▶ [INPUT DATA]
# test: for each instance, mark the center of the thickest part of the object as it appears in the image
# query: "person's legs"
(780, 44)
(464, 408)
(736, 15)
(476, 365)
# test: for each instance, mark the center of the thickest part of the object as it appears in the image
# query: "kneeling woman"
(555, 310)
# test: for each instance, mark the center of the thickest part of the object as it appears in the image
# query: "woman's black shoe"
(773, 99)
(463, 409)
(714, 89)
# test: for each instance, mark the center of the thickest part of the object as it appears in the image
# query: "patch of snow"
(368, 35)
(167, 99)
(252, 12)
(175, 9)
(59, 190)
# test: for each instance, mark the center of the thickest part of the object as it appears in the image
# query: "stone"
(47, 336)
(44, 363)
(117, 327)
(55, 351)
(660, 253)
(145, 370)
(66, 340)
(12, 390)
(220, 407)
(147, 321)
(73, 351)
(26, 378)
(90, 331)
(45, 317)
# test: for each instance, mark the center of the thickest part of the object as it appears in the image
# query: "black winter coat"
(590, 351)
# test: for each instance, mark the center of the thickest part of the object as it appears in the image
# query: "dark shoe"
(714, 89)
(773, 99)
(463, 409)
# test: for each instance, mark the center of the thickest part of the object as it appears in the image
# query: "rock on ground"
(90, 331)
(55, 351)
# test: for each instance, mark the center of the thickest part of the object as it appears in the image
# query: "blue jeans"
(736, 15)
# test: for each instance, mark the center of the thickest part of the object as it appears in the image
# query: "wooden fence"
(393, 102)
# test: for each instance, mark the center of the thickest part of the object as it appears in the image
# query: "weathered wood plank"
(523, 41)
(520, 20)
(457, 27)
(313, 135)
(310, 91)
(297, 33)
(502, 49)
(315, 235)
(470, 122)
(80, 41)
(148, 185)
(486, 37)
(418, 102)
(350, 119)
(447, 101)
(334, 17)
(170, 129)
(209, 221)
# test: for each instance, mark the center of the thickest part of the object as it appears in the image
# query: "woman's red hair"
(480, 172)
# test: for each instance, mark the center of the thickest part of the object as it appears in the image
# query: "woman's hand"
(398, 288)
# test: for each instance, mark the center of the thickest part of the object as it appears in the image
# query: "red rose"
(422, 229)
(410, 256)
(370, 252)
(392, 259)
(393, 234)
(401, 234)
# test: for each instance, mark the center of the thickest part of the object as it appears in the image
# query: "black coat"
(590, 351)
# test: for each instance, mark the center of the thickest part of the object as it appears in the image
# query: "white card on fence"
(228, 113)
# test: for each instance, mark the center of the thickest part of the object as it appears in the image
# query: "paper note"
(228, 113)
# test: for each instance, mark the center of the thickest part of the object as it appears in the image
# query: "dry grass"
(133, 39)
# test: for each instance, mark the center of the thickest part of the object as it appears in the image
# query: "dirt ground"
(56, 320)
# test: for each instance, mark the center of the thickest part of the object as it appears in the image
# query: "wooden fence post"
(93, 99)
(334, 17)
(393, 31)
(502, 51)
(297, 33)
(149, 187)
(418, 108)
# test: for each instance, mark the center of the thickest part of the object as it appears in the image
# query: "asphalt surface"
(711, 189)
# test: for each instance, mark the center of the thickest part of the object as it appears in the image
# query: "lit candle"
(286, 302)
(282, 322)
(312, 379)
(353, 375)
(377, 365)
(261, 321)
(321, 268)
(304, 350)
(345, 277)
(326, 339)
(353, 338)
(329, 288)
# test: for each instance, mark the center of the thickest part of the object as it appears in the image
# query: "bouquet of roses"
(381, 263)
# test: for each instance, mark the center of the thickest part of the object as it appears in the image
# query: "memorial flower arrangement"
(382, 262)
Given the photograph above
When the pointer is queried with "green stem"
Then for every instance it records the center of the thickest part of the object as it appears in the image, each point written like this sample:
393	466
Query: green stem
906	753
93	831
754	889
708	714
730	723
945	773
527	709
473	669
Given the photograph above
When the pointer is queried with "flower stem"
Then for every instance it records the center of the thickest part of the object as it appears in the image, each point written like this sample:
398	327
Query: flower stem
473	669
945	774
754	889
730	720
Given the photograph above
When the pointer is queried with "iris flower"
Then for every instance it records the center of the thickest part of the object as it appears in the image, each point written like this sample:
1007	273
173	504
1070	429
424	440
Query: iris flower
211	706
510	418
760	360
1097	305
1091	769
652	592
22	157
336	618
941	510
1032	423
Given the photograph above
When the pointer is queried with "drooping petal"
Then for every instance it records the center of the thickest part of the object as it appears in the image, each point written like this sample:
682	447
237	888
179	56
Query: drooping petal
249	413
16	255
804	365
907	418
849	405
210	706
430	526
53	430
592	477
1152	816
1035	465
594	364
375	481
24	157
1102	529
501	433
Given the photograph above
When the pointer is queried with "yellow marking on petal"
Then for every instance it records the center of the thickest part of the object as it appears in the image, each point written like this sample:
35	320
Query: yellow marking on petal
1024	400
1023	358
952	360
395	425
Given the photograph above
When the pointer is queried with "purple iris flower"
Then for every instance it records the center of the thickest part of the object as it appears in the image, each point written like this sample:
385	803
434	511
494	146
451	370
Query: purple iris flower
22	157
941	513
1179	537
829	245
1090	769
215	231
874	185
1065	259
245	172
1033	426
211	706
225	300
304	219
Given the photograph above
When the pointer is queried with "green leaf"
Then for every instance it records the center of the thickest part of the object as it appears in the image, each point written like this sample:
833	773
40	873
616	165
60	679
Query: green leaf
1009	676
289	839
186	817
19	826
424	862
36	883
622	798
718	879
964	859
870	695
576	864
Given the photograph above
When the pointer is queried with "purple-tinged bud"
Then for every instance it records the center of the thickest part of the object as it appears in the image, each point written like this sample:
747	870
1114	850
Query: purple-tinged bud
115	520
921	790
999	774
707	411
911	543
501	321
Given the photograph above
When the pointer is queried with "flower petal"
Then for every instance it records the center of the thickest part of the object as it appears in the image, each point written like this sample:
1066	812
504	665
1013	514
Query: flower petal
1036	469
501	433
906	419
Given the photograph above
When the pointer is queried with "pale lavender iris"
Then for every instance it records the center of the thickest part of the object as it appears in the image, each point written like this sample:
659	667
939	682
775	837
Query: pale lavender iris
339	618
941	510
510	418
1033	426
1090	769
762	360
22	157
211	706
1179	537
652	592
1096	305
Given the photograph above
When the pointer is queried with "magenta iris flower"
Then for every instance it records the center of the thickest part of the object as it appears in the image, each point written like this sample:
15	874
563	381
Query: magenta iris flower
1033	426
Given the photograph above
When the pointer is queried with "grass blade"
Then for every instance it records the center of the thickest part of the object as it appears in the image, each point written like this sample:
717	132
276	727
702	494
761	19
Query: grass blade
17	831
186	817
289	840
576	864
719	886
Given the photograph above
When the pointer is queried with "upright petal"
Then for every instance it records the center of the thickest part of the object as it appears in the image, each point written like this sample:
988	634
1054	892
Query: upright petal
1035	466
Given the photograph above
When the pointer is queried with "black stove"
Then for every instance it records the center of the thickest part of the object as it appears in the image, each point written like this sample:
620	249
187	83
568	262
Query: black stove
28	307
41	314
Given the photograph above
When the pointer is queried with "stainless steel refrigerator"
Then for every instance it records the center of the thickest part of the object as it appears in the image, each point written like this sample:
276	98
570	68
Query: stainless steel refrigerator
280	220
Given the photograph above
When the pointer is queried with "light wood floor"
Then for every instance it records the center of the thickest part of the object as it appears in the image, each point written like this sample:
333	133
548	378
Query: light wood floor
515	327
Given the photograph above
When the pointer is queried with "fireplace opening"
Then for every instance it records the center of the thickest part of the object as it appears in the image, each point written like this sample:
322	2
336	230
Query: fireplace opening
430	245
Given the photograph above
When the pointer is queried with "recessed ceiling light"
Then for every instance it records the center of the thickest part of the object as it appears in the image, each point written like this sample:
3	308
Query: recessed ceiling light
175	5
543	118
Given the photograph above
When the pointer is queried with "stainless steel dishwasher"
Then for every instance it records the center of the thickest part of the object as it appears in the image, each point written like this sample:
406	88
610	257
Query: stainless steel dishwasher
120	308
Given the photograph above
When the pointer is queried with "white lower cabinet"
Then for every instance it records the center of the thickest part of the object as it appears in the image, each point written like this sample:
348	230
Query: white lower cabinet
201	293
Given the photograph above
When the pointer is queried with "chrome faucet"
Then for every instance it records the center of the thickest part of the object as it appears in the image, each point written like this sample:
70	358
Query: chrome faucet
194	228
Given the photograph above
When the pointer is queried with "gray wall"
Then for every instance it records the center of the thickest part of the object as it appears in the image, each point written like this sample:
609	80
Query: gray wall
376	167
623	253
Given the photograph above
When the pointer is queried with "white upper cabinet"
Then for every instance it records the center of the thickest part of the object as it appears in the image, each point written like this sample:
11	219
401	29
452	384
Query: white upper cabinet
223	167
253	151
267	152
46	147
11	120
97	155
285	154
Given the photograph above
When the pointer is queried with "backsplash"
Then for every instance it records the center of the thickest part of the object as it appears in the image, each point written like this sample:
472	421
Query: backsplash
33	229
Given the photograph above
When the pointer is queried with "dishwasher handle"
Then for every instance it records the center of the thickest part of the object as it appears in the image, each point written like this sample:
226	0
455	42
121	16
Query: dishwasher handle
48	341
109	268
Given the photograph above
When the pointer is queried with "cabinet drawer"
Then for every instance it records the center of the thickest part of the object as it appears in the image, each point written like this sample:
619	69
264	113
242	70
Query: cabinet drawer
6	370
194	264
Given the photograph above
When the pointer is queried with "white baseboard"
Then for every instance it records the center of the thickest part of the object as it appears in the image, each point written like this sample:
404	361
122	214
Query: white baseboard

▶ [WHAT IS ASKED]
Gather every line of the items above that contains the string "grass", matching case exactly.

▶ [EXERCISE SOLUTION]
# query: "dry grass"
When the pointer is queried with "grass blade"
Query: grass blade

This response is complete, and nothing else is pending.